(Records from a data source)
────────────────────────────────────────

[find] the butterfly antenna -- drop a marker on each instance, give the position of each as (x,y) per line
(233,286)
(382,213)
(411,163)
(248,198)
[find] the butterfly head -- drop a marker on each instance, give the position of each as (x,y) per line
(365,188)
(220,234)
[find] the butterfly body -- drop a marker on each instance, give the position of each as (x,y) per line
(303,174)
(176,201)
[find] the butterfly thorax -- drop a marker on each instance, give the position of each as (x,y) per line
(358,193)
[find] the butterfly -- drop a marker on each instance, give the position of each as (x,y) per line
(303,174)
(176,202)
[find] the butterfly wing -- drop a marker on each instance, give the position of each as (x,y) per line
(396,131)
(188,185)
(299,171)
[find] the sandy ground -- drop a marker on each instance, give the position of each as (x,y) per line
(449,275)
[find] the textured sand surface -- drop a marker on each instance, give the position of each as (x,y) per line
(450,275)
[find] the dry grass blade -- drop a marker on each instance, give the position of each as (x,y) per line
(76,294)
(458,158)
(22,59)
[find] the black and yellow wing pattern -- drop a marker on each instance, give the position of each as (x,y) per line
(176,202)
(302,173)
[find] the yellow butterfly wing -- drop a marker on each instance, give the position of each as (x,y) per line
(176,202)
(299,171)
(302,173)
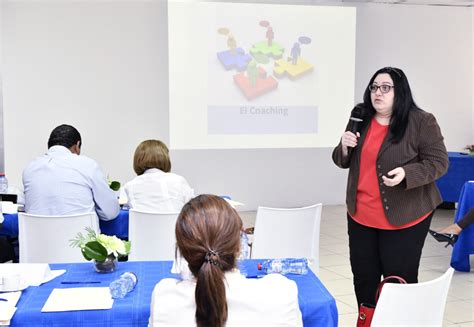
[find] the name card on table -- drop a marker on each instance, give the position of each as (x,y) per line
(76,299)
(31,274)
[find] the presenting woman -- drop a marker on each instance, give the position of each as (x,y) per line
(391,194)
(208,237)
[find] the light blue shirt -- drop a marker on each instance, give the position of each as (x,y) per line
(63,183)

────────────────────────────────────────

- **To do**
From the line containing "[find] the black" through the end of the entries, quote each line exactly and nothing else, excluding all pictures.

- **Response to the task**
[find] the black and yellow wing pattern -- drop a marker on each instance, give the position of each as (x,y) per line
(176,202)
(302,173)
[find] the yellow butterfly wing -- drop a marker on each instance, give the position of each as (x,y) per line
(176,202)
(299,171)
(302,173)
[find] the name card on table -- drop a marker on each instance, give the position of each as (x,y) per line
(76,299)
(31,274)
[find] the presenting woman -- drop a marker on each instance, give the position of each as (x,y) per line
(391,194)
(208,237)
[find] the light blue shirt -- drop a marker on each instance, give the position of each as (x,y) per line
(63,183)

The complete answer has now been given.